The state law also changed Jan. 1 to state that a person "may" not "shall" be moved to an assisted living situation when the person becomes non-ambulatory and "depends on" a walker or wheelchair -- the "shall" had been lobbied for by the nursing industry, Herriot said.

Channing House Executive Director Carl Braginsky said the organization has followed state law regarding care conferences and residence assessment.

He said allegations that Channing House was moving Herriot solely for monetary reasons are "silly and almost libelous." The AARP Bulletin article is "one-sided and full of a lot of false allegations. If we were to operate in the way they indicate, we wouldn't be in business," Braginklsy said.

Many residents have become upset over the allegations, he added.

Herriot purchased her apartment for $180,000 in the early 1990s. If sold today, the apartment would go for $450,000 -- all of which would go to Channing House, Herriot said.

Attorneys representing his mother said if Channing House moves her against her wishes, that's eviction; which violates federal fair-housing laws against the disabled.

A 1988 Federal Housing Act law bars discrimination "in any place an individual will live on the basis of handicap ... and reasonable accommodation as a general rule still has to be provided," AARP attorney Susan Silverstein, a co-attorney in the case, said.

"If you are living in an ordinary apartment building, the landlord cannot force you to relocate if you become disabled," Robert Herriot added.

"I believe the next big civil rights issue in America is elder rights. Not only is it important; it is also universal. It will affect each and every one of us some day.

"The essence of this issue is, 'Who has the right to choose where you live as you age?' Do you and your family have this right, or does that right reside solely with your retirement community administration -- an entity that doesn't experience your loss of privacy and dignity, and whose budget may benefit from reselling your vacated apartment?" he asked.

The issue goes far beyond Channing House.

"It is pervasive in the (senior-care housing) industry," Herriot said.

Policies allowing facilities to decide unilaterally the placement of residents are not consistent with the vision of aging in today's world, Silverstein said. Having a disability doesn't preclude someone from being an active member of society, she added.

"I have friends who practice law and need to have caregivers to dress and bathe them, but every day they get up and go to work and practice law," she said.

(Stored dataset items)
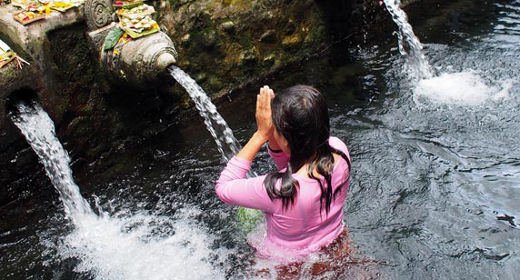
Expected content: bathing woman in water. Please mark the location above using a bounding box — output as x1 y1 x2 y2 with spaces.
215 85 350 270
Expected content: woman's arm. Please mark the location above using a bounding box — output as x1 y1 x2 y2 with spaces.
215 157 276 213
237 86 274 161
215 86 275 212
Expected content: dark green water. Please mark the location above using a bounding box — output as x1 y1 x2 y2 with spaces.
0 0 520 279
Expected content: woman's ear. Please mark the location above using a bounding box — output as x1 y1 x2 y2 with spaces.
273 129 291 155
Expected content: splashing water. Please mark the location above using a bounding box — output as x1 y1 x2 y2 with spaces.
383 0 512 106
11 104 227 280
169 65 240 160
414 72 513 106
383 0 433 80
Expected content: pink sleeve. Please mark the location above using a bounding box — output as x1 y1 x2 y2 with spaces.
215 157 276 213
267 146 291 170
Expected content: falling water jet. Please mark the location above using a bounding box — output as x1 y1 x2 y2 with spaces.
383 0 434 80
383 0 512 106
168 65 262 232
11 102 93 219
168 65 240 160
10 102 226 280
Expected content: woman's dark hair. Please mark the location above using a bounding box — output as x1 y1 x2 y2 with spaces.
264 85 350 214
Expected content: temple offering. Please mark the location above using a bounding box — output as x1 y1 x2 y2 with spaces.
117 4 160 39
0 40 16 68
112 0 143 9
13 11 45 25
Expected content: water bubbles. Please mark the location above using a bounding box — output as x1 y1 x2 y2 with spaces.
414 71 513 106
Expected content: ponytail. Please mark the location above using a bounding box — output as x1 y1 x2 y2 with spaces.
264 142 351 214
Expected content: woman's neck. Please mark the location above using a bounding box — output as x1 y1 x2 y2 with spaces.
294 153 340 178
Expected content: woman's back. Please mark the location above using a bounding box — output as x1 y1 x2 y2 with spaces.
215 85 350 261
257 137 349 255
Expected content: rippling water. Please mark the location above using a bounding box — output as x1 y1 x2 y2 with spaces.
0 0 520 279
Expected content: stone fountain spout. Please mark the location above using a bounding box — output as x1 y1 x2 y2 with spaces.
85 0 177 88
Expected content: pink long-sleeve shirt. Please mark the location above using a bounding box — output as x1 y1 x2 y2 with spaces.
215 137 350 259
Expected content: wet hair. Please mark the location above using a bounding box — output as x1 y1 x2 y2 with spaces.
264 85 350 214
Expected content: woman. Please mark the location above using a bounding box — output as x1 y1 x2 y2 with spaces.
215 85 350 263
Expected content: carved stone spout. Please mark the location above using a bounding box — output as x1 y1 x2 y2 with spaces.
100 32 177 87
85 0 177 88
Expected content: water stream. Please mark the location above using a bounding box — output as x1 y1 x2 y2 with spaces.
169 65 240 161
383 0 434 80
0 0 520 280
12 103 226 280
12 103 93 218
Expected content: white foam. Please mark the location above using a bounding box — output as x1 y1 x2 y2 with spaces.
53 208 228 280
414 71 512 106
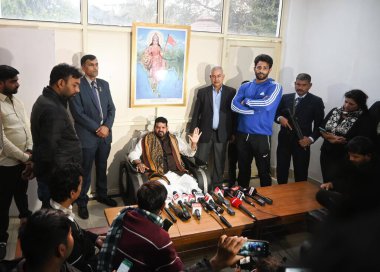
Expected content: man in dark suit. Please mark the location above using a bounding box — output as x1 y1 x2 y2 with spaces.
275 73 325 184
70 55 117 219
190 66 236 186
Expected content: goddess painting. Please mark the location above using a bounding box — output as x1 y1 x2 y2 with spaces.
142 33 167 92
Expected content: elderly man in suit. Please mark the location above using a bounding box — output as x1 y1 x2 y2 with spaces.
275 73 325 184
70 55 117 219
190 66 236 186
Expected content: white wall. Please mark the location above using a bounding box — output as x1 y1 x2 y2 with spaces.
280 0 380 183
0 28 55 215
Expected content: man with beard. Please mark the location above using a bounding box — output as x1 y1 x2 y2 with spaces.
0 65 32 260
31 63 82 207
316 136 380 215
231 54 282 187
276 73 325 184
128 117 202 196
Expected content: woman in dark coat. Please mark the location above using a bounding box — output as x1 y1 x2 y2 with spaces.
320 90 373 182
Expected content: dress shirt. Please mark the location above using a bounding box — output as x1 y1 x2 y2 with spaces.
0 93 33 166
294 93 314 143
212 86 223 130
50 199 75 222
84 76 104 125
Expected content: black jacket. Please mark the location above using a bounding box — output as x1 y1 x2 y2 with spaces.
321 108 373 159
31 86 82 177
275 93 325 142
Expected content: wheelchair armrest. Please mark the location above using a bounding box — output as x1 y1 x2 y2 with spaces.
181 155 212 193
123 155 148 205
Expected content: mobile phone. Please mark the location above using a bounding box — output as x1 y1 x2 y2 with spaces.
319 127 327 132
238 240 269 257
116 259 133 272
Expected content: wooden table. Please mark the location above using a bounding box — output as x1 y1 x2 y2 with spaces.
104 182 321 252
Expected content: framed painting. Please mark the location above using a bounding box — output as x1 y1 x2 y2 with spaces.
131 23 190 107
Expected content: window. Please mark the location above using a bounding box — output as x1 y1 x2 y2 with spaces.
228 0 282 37
0 0 81 23
88 0 157 26
164 0 223 33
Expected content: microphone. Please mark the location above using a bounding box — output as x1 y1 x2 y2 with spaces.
212 192 235 215
162 218 173 231
168 198 185 221
247 187 273 205
191 189 232 228
164 207 177 223
173 191 191 220
231 186 265 206
191 202 202 220
205 193 224 214
235 190 256 207
181 193 191 209
213 187 230 207
231 197 257 220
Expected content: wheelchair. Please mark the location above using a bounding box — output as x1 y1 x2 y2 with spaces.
119 131 212 205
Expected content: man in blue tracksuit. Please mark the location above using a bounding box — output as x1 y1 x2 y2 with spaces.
231 54 282 187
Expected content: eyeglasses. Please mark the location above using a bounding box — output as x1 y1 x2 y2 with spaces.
255 66 270 71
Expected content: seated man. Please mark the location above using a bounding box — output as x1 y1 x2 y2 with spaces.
49 163 105 272
98 181 246 272
0 209 80 272
316 136 380 215
128 117 202 196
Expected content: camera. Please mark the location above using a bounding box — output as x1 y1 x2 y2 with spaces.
238 240 270 257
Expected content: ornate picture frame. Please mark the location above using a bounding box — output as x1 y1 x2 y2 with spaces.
131 23 191 107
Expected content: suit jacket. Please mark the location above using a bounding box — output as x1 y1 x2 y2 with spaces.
190 85 236 143
70 77 116 148
275 93 325 141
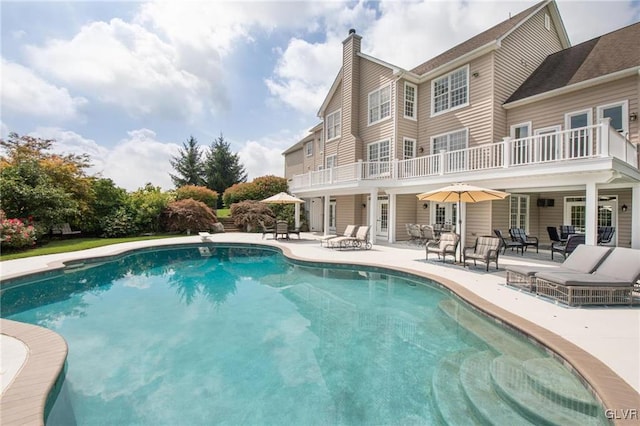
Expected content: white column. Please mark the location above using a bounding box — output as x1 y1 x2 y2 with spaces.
322 194 331 235
388 194 396 243
584 182 598 246
369 188 378 244
625 183 640 249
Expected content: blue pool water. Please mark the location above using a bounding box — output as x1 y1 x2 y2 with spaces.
1 244 604 425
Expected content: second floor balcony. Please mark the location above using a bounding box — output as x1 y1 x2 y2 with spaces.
290 120 638 192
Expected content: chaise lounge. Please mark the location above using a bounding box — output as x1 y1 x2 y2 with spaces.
535 247 640 306
329 225 371 250
506 244 611 292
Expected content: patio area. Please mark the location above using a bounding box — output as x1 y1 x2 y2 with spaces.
0 233 640 424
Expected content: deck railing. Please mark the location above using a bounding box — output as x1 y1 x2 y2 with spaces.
291 120 638 189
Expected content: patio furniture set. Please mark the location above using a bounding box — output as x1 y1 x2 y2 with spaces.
506 245 640 306
320 225 372 250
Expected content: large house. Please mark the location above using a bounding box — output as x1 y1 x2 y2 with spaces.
284 0 640 248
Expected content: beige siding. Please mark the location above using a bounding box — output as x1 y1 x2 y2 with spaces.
335 195 362 234
358 59 395 161
392 80 421 160
396 194 420 241
418 54 493 155
494 8 562 136
505 76 640 143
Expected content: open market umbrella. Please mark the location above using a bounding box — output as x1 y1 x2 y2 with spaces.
260 192 304 204
417 183 509 257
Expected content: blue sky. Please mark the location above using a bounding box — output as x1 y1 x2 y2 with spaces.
0 0 640 190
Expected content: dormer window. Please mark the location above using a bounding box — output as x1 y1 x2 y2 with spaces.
431 66 469 115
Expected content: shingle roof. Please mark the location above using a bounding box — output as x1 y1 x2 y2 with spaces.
505 22 640 103
411 0 548 75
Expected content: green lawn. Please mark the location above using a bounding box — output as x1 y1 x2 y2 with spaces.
216 209 231 217
0 234 184 260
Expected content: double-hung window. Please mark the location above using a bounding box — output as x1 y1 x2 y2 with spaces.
431 129 469 172
326 110 340 141
431 66 469 115
369 84 391 124
404 82 418 120
598 101 629 134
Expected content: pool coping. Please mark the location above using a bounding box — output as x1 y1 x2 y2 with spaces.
0 240 640 425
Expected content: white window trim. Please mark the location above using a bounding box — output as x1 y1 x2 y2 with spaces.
367 83 393 126
402 81 418 121
564 108 593 130
402 138 417 160
509 121 533 139
431 64 471 117
596 100 629 135
325 108 342 142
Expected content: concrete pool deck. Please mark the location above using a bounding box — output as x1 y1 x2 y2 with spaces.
0 233 640 424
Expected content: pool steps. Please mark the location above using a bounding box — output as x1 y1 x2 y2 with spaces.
432 300 608 425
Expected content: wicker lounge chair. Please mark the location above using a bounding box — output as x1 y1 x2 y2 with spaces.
493 229 524 256
320 225 358 246
462 237 500 272
535 247 640 306
509 228 538 253
551 234 584 260
329 225 371 250
506 244 611 291
425 232 460 262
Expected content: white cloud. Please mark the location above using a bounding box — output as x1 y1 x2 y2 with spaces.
238 141 286 182
32 127 180 191
0 58 87 120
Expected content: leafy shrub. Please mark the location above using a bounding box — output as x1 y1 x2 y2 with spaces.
176 185 218 209
129 183 173 232
231 200 276 232
0 219 36 250
163 198 218 232
101 207 138 238
222 175 287 206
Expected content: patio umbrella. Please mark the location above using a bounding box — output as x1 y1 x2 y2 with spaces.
417 183 509 260
260 192 304 204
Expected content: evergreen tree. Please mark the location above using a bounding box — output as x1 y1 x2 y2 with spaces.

CHECK YOUR UNDERSTANDING:
#1 According to the article about Channing House, how much did Herriot pay for her apartment, and when?
#2 Based on the article about Channing House, mark each statement yes or no, and quote the words from the article that decide it. (a) Susan Silverstein is an AARP attorney working on the case. (b) Braginsky said Channing House has not followed state law on care conferences. (c) The state law changed on Jan. 1.
#3 Write the next part of the article about Channing House, picking up after its last sentence.

ANSWER LIST:
#1 She paid $180,000 in the early 1990s.

#2
(a) Yes: "AARP attorney Susan Silverstein, a co-attorney in the case"
(b) No: "the organization has followed state law regarding care conferences and residence assessment"
(c) Yes: "The state law also changed Jan. 1"

#3
The case highlights the changing face of assisted-care for the elderly, attorneys for both sides said.

Continuing-care facilities see the case as a challenge to their traditional methodology for providing patient care regulated by state law. Proponents of the emerging-care model of "aging in place" say care should be given within apartments as per the resident's wishes. Elderly and disabled residents should not be forced from their independent-living homes because of their disability.

Silverstein said the case will set a precedent regarding who gets to decide on assisted-living care.

Channing House attorney Graft said the outcome of the case could have far-reaching implications for the continuing-care-community industry. The case is groundbreaking because it represents undue expansion of the anti-discrimination laws, he said.

"The ability to make health-care decisions and determine the location of where the care will be delivered has been a fundamental characteristic of the continuing-care-retirement-community business. ... If seen to change the way continuing-care-communities can provide care, it can affect a large group of these businesses," he said.

Herriot taught math at Stanford and in every high school in Palo Alto: Cubberley, Gunn and Palo Alto.

The Channing case is not her first brush battle with authorities, Robert Herriot said. In 1955, she was told that she would not be hired at Palo Alto High School because the math department did not hire women.

But she refused to be denied; and after a short stint as a middle-school teacher and her continuing objections to the Paly policy she finally was hired and taught there for many years.